*** Opening INFORMATION PROVIDED ***

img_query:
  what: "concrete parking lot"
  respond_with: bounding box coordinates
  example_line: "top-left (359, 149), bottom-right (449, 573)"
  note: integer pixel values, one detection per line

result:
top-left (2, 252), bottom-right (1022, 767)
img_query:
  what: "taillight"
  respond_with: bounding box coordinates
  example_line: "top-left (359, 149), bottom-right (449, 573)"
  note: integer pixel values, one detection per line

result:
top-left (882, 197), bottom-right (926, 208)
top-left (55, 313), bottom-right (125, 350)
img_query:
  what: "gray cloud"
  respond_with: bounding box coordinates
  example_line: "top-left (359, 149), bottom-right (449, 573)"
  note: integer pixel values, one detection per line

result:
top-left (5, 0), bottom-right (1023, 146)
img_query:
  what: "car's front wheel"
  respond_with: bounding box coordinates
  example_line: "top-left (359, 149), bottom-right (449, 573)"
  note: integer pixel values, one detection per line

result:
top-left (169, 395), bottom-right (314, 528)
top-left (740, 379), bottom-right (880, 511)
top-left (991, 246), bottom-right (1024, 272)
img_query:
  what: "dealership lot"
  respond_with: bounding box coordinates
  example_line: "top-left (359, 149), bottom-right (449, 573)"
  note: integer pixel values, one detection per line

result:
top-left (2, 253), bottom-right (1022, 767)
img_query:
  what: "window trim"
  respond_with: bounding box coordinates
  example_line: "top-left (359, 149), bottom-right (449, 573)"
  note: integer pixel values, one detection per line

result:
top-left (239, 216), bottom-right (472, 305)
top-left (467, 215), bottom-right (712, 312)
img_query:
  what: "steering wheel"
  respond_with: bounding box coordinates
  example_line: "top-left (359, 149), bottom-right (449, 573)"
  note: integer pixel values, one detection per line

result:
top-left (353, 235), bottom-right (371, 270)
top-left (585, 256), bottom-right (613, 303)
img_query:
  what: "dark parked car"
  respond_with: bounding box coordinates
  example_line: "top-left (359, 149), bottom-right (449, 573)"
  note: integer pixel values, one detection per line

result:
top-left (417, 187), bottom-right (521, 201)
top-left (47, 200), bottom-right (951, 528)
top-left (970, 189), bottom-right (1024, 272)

*** Closing INFORMATION PROVIDED ***

#### TASK DIRECTIONS
The records must each be output verbatim, with nothing left out.

#### THE COMPLETED TASK
img_query:
  what: "concrete parking lot"
  respond_with: bounding box coordinates
  example_line: "top-left (359, 149), bottom-right (449, 573)"
  note: integer pixel values, one detection per line

result:
top-left (2, 252), bottom-right (1022, 767)
img_query:
  what: "taillight"
  respond_with: bounding box coordinates
  example_line: "top-left (359, 149), bottom-right (449, 573)"
  note: integer pixel values, one detection per line

result:
top-left (882, 197), bottom-right (926, 208)
top-left (55, 313), bottom-right (125, 350)
img_query:
  what: "gray cloud"
  respond_with: bounding box coordinates
  example_line: "top-left (359, 149), bottom-right (449, 573)"
  note: integer pixel values, one detection per line

result:
top-left (5, 0), bottom-right (1023, 146)
img_query:
  what: "car's front wheel"
  respond_with: bounding box coordinates
  example_line: "top-left (359, 149), bottom-right (449, 573)"
  note: integer pixel values, one detection per line

result:
top-left (169, 395), bottom-right (314, 528)
top-left (740, 379), bottom-right (880, 511)
top-left (991, 246), bottom-right (1024, 272)
img_query:
  what: "dealership lot"
  respond_with: bounding box coordinates
  example_line: "top-left (359, 149), bottom-right (449, 573)"
  note: integer pixel values, one detection per line

result:
top-left (2, 253), bottom-right (1022, 767)
img_query:
  what: "window trim"
  respond_with: bounding box coordinates
  example_line: "top-left (359, 149), bottom-right (449, 573)"
  note: integer pixel values, one detection per line

result:
top-left (239, 216), bottom-right (472, 305)
top-left (467, 215), bottom-right (712, 312)
img_query:
  what: "steering wheel"
  respond_with: bounding box coordinates
  example_line: "top-left (359, 149), bottom-right (449, 573)"
  note: integer pixel values, one detection per line

result:
top-left (353, 235), bottom-right (371, 270)
top-left (585, 256), bottom-right (613, 303)
img_query:
  what: "dark parked car"
  respond_with: bounding box coordinates
  example_line: "top-left (359, 149), bottom-right (449, 573)"
  note: integer pixel values, one detection per line

result:
top-left (417, 187), bottom-right (521, 201)
top-left (47, 200), bottom-right (951, 528)
top-left (970, 189), bottom-right (1024, 272)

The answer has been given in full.